**QUESTIONS**
A) Answer these from the Invitae article:
(i) How much revenue did Myriad Genetics realize in 2015?
(ii) How many genetic tests did Invitae sell in the first quarter of 2014?
(iii) How much revenue did Invitae's test sales generate in the second quarter of 2016?
B) Quote the Invitae article from "However, Invitae is" to "incredible market traction.".
C) Please extend the Invitae article past its final sentence.

**SELECTED EXTRACT**
☆ ☆ ☆ ☆ ☆ ☆ ☆

Investors are probably more familiar with Myriad Genetics (NASDAQ:MYGN) than with its tiny and relatively new competitor, Invitae (NYSE:NVTA) -- and for good reason. The former is valued at $1.5 billion and realized $754 million in revenue in 2015. The latter sports a market cap of just $262 million and posted sales of only $8 million last year.
However, Invitae is already causing problems for Myriad Genetics with its innovative (and more reasonable) pricing structure for the genetic tests it offers to doctors and patients. It may be off the radar for most investors, but a closer look reveals that Invitae's best days are ahead. Here are three trends serving as the driving force for the company's stock.
1. Financial metrics showing healthy growth
In the first quarter of 2014, Invitae sold just 200 genetic tests throughout its network and generated just $118,000 in revenue. While that's almost laughable, the hockey-stick growth Invitae has achieved since then is impressive. In the second quarter of 2016 the company sold 12,100 genetic tests, which generated $5.6 million revenue. Sales for the first half of this year have already exceeded total sales from all of 2015. That demonstrates incredible market traction.

☆ ☆ ☆ ☆ ☆ ☆ ☆

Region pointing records
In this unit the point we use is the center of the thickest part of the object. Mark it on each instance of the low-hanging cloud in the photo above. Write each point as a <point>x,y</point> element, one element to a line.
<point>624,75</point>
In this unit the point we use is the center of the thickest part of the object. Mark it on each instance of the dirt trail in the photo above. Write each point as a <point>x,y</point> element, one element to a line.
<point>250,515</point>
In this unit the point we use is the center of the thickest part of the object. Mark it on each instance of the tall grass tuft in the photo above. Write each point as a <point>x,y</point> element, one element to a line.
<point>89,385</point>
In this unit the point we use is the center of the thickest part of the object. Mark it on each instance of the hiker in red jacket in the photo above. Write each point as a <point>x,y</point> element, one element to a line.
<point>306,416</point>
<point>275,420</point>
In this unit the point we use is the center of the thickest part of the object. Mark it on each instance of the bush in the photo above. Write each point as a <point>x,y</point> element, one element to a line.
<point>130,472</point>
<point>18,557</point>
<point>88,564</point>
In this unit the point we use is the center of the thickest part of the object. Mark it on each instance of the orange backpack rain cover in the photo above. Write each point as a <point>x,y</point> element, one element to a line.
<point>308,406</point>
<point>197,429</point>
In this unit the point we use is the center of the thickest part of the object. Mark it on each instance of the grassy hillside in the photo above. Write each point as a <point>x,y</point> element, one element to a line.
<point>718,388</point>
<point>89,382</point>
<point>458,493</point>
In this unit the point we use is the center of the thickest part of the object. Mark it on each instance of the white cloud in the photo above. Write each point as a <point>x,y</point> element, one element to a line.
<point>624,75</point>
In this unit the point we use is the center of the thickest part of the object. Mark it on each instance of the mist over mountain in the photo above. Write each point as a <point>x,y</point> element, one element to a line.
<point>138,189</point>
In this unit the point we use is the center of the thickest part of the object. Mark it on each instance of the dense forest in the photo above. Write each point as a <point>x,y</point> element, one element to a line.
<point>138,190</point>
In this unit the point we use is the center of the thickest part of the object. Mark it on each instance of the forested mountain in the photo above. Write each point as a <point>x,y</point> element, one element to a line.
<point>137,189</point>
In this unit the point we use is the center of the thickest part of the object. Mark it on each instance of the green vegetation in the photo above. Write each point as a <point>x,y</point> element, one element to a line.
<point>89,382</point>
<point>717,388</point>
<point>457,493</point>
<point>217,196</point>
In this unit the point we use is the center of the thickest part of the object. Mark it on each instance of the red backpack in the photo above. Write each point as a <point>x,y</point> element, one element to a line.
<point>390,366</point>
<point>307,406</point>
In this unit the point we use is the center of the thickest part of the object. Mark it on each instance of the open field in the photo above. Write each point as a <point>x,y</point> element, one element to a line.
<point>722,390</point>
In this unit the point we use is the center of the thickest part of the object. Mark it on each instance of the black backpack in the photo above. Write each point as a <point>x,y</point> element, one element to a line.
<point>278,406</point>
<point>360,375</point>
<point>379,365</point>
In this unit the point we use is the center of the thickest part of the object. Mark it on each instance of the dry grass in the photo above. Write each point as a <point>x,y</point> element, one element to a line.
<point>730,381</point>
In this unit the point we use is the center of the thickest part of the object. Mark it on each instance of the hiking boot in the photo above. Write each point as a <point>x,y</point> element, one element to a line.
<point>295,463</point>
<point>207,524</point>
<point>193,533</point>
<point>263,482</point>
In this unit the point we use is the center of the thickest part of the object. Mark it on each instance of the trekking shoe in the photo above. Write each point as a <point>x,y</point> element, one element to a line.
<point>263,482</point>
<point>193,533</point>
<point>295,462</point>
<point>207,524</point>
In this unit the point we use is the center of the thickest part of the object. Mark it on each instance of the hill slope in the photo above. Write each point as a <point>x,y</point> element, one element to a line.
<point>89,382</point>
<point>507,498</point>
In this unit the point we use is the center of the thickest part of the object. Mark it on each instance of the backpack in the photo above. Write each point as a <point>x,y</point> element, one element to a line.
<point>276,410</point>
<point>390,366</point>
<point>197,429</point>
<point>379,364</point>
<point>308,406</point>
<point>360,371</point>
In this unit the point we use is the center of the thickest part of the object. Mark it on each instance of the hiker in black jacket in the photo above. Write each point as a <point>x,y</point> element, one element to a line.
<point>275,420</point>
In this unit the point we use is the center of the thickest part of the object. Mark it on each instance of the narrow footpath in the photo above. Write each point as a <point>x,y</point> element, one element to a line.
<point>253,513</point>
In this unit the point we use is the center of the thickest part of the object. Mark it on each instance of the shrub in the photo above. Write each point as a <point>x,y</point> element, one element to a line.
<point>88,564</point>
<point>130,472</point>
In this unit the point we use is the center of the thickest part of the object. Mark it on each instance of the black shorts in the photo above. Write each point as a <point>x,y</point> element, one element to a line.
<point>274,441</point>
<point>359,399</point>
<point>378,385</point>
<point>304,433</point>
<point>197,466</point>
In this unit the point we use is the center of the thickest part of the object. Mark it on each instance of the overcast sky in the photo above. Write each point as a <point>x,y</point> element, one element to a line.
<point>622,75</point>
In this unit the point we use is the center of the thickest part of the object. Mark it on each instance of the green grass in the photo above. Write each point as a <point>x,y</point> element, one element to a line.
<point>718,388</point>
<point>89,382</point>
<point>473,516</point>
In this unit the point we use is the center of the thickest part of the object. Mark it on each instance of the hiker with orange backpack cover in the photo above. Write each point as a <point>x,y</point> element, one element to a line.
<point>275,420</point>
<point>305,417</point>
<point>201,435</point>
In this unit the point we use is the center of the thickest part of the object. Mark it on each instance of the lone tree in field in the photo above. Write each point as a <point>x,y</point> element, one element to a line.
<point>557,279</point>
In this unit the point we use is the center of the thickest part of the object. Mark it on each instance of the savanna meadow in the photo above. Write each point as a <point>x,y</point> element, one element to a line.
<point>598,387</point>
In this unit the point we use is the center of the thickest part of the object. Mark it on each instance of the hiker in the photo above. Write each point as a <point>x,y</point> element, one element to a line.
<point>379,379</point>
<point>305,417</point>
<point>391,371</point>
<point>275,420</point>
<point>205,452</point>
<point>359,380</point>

☆ ☆ ☆ ☆ ☆ ☆ ☆

**SET OF ANSWERS**
A)
(i) $754 million
(ii) 200
(iii) $5.6 million

B)
However, Invitae is already causing problems for Myriad Genetics with its innovative (and more reasonable) pricing structure for the genetic tests it offers to doctors and patients. It may be off the radar for most investors, but a closer look reveals that Invitae's best days are ahead. Here are three trends serving as the driving force for the company's stock.
1. Financial metrics showing healthy growth
In the first quarter of 2014, Invitae sold just 200 genetic tests throughout its network and generated just $118,000 in revenue. While that's almost laughable, the hockey-stick growth Invitae has achieved since then is impressive. In the second quarter of 2016 the company sold 12,100 genetic tests, which generated $5.6 million revenue. Sales for the first half of this year have already exceeded total sales from all of 2015. That demonstrates incredible market traction.

C)
While this growth is starting from a small base, the growth in number of tests sold and revenue won't be slowing any time soon. The company expects to process 50,000 to 70,000 samples this year alone. What's particularly exciting is that Invitae is also improving its gross profit margin as it scales operations. The cost of goods per sample has decreased from $1,250 at the beginning of 2015 to just $500 in the most recent quarter. That should allow the company to post positive gross profits before the end of 2016.
2. Increasing test content
If you stake the success of your business to genetic testing, then it helps to have the capability to detect and analyze as many genes as possible. Invitae began 2014 with the ability to analyze over 200 genes, which increased to over 600 genes in 2015 and over 1,000 genes at the halfway mark of this year. Management expects to have deep coverage of 3,000 clinically relevant genes, or those identified as having clear correlations to specific diseases, by the end of 2016.
The full human genome is between 20,000 and 25,000 genes, so why stop at just 3,000? The company appears to have asked that same question. In fact, it has accelerated the development of a 20,000-gene test that will be available in the first-quarter of 2017. It won't provide the same level of analysis for all genes surveyed as it will for the 3,000 clinically relevant genes, but it will be able to serve as a "first screen" for rare undiagnosed conditions. If marketed for the correct price, it could represent a stepwise change in medical diagnosis -- and the company's prospects.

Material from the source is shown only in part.